In this subsection, we show results of extensive experiments in indoor environments for modeling the RF charging efficiency (i.e., the received energy or received power). The devices used in the experiments are Powercast TX91501-3W-ID wireless charger [21] and P2110-EVAL-02 power harvester [22], as shown in Figure 13. The former is a wireless charger with a patch directional antenna with 8 dBi gain and 60° beamwidth in both horizontal and vertical directions. It is a 915 MHz transmitter with 3 Watts equivalent isotropically radiated power (EIRP). The latter is a power harvester with a dipole omni-directional antenna with 1 dBi gain. It can harvest energy from RF waves, provide intermittent/pulsed power output up to 4.21 V, and connect to rechargeable batteries.

As shown in Figure 14, a wireless charger and a power harvester are set up. The distance D between the two devices is set to be 0.5 m, 1.0 m, …, or 4.5 m for experiments. As shown in Figure 15, the orientation of the charger’s patch antenna is specified by two angles, the horizontal angle (azimuth) ф and the vertical angle (elevation) θ. Either angle is set to be 0°, 15°, …, or 90°. Figure 16 illustrates the distance and the angle settings. In Figure 16, the charger is assumed to be at the origin and the harvester is assume to be on the x-axis and be D apart from the charger. Moreover, the charger’s antenna direction is indicated by vector $\stackrel{\rightharpoonup}{N}$ with the horizontal angle ф and the vertical angle θ relative to the x-axis.

> _Rows_
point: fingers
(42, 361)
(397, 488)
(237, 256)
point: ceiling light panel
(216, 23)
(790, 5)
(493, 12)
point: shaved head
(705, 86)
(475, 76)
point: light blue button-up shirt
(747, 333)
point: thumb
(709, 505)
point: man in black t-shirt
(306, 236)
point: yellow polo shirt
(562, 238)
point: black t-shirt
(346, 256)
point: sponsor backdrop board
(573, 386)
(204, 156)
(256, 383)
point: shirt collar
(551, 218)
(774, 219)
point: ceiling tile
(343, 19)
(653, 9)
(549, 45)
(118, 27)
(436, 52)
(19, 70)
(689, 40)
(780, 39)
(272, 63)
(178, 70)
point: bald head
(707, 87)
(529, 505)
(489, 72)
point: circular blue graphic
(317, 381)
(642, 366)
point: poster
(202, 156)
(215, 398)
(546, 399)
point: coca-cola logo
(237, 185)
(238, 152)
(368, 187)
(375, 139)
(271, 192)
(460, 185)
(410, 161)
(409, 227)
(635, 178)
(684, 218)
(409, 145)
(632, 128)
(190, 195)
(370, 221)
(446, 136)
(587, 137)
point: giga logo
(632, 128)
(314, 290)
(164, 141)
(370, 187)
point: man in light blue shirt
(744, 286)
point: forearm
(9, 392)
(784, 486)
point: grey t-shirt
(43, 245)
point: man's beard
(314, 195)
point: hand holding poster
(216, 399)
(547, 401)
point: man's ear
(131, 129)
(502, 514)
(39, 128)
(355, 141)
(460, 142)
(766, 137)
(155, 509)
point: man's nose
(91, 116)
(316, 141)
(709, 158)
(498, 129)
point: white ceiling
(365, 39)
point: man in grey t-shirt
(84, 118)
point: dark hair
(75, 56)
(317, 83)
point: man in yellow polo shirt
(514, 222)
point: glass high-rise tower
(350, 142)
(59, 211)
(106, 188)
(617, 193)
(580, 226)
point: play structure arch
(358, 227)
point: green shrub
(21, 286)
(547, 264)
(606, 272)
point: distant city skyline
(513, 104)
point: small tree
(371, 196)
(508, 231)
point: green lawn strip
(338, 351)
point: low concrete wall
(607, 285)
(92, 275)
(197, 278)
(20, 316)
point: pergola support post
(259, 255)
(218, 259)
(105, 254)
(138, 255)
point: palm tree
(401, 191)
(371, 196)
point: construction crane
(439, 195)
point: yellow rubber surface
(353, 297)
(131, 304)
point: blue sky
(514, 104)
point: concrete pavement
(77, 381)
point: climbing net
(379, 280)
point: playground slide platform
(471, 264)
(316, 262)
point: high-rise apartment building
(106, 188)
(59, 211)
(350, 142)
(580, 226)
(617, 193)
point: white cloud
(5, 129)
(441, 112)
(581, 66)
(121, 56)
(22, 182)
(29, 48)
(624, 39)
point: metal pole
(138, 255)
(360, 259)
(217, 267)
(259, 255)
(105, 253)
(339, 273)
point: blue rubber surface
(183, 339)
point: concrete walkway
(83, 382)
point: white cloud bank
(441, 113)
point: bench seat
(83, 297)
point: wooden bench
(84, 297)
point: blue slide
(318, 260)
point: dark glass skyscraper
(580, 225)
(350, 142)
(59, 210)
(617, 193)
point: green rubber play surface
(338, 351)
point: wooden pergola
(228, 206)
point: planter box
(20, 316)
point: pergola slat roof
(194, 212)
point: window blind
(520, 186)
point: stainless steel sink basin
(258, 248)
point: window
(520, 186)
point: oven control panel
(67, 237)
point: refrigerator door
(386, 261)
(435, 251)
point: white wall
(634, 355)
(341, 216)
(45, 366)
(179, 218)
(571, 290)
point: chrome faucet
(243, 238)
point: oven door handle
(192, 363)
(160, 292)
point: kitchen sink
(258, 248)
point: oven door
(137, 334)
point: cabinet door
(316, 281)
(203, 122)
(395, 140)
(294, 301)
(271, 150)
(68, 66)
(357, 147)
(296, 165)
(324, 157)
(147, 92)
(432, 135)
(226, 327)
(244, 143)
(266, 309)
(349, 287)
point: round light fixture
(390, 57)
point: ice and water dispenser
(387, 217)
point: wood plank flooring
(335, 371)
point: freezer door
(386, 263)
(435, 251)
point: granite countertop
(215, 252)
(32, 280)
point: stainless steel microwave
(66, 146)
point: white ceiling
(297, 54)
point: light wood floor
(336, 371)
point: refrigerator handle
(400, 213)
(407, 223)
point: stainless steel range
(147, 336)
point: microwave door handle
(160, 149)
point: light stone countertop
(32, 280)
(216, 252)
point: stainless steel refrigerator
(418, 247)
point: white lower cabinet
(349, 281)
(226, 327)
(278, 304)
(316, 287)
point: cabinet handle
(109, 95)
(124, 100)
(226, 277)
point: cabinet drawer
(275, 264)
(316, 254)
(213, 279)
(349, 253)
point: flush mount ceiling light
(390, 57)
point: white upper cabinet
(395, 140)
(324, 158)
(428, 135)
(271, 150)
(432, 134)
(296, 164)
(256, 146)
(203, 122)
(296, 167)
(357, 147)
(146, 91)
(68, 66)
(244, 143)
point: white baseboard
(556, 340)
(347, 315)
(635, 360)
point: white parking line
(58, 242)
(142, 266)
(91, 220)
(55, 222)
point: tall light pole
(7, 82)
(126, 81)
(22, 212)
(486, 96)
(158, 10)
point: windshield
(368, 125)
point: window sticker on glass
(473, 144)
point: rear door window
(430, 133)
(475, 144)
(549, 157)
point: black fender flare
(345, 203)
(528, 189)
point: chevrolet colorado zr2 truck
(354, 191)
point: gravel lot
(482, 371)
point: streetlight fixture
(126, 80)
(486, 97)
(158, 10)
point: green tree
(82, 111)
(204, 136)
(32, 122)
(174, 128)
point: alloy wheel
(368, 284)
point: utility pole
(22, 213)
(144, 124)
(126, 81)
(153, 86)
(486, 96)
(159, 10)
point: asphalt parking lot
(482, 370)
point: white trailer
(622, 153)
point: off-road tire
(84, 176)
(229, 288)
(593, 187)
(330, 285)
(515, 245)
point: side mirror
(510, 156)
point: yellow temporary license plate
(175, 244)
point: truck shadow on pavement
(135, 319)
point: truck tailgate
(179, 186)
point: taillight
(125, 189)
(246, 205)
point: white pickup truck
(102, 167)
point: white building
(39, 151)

> _What you are asked to do_
Name every figure that the passage on RF charging experiments refers to. The data has no link to the passage on RF charging experiments.

> _Solution for this problem_
Figure 13, Figure 14, Figure 15, Figure 16